* _SOURCE TEXT_:
Getting Down Under Coffee in Australia

When one thinks of Australia, surfing, hiking, kangaroos and crocs may come to mind, but coffee? Well, Australia is changing the way the world thinks about coffee.

Breaking all of the rules, many people in Australia have turned to coffee growing in hopes to evolve the way we view coffee. Due to Australia's low production, it is not yet recognized as a coffee producing country, but that soon may change.

The Next Big Producer of Coffee?

The climate, location, and soil content of various parts of Australia scream coffee and we hope that in the next few decades, Australia will turn around java and bring a new interest to coffee. The majority of coffees are produced in the areas between the Tropic of Cancer and the Tropic of Capricorn.

Australia, the world's smallest continent, is located comfortably within these lines, with similar latitudes as Guatemala, El Salvador, Jamaica, Ethiopia and India. In the Northern Australia, home to the popular Australia Coffee & Tea Exporters company and plantations in the state of Queensland, the average temperature lays between 20 and 25 degrees Celsius with an average rainfall between 1300 and 1700 mm per annum with mild to medium humidity, all perfect conditions for growing coffee trees.

* _ACTIVITY LIST_:
[1] According to the article on Australian coffee, what is the average temperature in Northern Australia?
[2] Continue the article on Australian coffee from its last sentence.
The lines that follow are separate material and have no connection to the article on Australian coffee.

* _RAW DATA_:
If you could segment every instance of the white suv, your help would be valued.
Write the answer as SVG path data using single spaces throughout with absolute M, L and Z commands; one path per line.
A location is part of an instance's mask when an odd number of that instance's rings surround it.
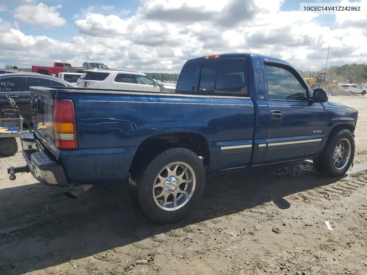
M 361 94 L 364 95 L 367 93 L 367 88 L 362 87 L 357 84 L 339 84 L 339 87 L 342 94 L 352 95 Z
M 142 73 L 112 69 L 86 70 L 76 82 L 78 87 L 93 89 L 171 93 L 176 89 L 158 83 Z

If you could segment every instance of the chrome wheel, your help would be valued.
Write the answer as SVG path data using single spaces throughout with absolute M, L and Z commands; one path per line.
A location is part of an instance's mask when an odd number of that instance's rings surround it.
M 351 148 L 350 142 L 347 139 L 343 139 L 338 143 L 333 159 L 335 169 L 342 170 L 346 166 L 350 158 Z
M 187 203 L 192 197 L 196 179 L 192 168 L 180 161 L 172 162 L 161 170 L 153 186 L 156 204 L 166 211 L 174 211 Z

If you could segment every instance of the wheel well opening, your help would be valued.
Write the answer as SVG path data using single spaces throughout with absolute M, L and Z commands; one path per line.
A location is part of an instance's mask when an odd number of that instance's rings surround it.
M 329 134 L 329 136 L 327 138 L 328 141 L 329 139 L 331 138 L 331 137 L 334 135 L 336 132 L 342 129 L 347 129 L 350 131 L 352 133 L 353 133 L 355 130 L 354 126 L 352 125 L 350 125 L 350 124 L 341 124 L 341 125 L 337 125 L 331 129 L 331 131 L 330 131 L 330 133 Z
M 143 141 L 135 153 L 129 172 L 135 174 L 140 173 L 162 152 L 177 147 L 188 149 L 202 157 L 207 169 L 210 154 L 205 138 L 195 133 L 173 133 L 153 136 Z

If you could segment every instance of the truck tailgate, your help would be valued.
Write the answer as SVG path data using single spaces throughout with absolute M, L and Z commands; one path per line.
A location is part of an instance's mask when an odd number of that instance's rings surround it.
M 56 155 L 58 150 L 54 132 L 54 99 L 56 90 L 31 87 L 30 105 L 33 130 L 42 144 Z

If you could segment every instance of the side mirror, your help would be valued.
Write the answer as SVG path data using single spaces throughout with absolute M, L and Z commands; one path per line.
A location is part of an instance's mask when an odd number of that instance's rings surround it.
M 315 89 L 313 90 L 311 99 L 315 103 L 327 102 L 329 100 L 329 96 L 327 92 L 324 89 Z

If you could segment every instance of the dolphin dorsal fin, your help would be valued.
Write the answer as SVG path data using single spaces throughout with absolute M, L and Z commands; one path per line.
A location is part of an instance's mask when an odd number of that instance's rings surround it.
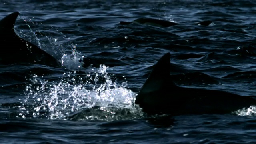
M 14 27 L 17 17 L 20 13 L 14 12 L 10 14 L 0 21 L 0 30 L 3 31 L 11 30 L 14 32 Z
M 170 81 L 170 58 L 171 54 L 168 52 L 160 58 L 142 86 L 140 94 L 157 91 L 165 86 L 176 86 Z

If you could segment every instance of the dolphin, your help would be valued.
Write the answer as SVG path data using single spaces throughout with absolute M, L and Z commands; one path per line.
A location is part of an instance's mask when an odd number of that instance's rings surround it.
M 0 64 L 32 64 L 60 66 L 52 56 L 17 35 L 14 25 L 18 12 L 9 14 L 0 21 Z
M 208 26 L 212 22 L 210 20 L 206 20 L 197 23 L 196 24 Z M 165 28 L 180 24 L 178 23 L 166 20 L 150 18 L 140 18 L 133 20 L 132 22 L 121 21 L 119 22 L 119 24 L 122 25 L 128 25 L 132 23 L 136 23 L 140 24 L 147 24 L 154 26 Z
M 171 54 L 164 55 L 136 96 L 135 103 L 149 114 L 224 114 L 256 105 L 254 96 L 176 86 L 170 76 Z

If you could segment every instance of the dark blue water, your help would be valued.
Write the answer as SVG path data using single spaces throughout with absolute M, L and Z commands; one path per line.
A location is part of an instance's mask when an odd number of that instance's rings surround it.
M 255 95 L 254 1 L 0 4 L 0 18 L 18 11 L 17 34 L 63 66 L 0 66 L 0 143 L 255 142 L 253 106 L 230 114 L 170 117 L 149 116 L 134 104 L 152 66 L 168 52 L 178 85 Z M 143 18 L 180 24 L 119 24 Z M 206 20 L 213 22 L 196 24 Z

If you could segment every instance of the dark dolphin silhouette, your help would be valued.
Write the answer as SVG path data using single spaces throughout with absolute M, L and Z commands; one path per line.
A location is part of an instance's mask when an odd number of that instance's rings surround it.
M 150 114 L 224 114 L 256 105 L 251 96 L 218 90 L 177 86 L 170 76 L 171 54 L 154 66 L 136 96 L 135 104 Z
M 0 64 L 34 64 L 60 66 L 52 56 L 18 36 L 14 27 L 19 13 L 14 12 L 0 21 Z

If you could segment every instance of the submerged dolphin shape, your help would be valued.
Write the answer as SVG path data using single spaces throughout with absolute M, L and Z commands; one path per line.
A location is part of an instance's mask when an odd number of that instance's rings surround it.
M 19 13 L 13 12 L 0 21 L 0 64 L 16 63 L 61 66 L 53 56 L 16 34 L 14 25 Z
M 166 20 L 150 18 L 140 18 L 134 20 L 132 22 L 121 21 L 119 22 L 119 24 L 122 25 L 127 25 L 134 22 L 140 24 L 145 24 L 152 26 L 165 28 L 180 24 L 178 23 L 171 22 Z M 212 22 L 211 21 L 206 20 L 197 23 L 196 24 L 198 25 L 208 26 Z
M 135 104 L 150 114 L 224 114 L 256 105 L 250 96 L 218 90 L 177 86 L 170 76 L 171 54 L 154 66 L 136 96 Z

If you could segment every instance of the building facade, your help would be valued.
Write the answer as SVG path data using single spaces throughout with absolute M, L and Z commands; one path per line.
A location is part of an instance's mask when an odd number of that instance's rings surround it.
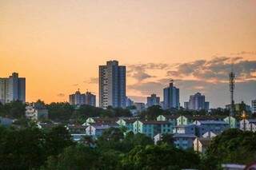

* _ACTIVITY ANSWERS_:
[1] It is between 20 and 25 degrees Celsius.

[2]
Perfect Soil for Organic Growing

For those of us that think Australian soil is too arid for proper coffee production, it would be a surprise to note that the soil of Northern Australia has a pH between 5 and 6 (again ideal for coffee!) and contains a variety of natural minerals that aid in great tasting coffee beans such as magnesium, calcium, phosphorous and potassium. There are dozens of reputable growers throughout the states of Australia that hope to continue producing wonderful coffee.

Due to the relatively new introduction of coffee trees to the continent, many of the growers are dedicated to organic growing techniques. This is an environmentally sound way to produce any foodstuff and something we hope becomes more popular with coffee growers around the globe.

So, when you think of Australia, bite your tongue to avoid saying the humdrum "Shrimp on the Barbi" that will assuredly make your Aussie friends groan. Instead, comment on their local coffees with hopes that more people will turn their heads to the fine quality of Australian coffee beans.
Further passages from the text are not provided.